Records from a data source:
* * * * * * *

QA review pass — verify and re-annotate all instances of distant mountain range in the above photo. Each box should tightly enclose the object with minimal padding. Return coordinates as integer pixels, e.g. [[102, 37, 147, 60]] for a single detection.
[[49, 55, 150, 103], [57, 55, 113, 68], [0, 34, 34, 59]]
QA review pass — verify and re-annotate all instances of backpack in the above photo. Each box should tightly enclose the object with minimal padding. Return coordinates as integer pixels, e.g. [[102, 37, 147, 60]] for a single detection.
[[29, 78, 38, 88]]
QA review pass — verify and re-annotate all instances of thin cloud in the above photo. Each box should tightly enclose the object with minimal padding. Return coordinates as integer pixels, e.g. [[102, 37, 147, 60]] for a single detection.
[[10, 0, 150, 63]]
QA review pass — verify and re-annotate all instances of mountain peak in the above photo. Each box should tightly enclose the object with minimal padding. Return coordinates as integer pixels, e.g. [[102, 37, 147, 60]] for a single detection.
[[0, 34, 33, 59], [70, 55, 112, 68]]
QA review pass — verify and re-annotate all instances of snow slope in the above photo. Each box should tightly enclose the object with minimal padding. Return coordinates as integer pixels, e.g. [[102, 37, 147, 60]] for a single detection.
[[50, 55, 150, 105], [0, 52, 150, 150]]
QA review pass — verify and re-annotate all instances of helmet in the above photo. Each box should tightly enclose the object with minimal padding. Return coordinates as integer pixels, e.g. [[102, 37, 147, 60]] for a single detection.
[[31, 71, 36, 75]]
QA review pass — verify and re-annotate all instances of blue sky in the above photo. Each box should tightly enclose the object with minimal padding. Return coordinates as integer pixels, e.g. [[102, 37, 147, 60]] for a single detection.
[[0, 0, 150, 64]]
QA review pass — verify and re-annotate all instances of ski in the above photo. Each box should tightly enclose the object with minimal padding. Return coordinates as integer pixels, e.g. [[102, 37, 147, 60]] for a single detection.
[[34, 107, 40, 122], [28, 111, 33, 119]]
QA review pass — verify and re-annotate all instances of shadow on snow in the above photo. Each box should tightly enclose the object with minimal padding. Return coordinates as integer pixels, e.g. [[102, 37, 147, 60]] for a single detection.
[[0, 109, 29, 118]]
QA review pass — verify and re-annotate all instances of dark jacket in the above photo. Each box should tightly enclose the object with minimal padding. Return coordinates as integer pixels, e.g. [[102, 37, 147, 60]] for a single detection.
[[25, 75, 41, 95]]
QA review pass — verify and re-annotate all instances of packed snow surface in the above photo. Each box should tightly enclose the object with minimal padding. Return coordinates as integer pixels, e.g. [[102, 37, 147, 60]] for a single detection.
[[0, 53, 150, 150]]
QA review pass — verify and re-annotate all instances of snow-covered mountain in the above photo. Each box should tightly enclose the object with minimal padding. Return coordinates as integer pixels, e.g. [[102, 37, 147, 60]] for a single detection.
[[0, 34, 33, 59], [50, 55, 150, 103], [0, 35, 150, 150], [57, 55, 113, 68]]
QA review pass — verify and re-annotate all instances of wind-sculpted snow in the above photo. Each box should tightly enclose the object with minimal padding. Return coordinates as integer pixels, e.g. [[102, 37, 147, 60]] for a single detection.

* * * * * * *

- _What is asked_
Scale the material from the line containing "QA review pass — verify and re-annotate all instances of thin" through the line containing "[[0, 34, 33, 59], [70, 55, 112, 68]]". Copy every line, but multiply each box coordinate in the answers by 2.3 and round to whole numbers, with halves rounding up.

- _Written answer_
QA review pass — verify and re-annotate all instances of thin cloud in the above photo. Each box should tightly enclose the object with minimal padding. Return coordinates as integer pixels, e.g. [[102, 37, 147, 60]] for a single detection.
[[23, 0, 345, 145]]
QA review pass — verify and re-annotate all instances of mountain peak in the above photo. Each box should tightly enclose the object with minimal padding. Return coordinates as integer pixels, e.g. [[102, 37, 147, 60]] for a single detection.
[[0, 78, 76, 136], [161, 127, 258, 156]]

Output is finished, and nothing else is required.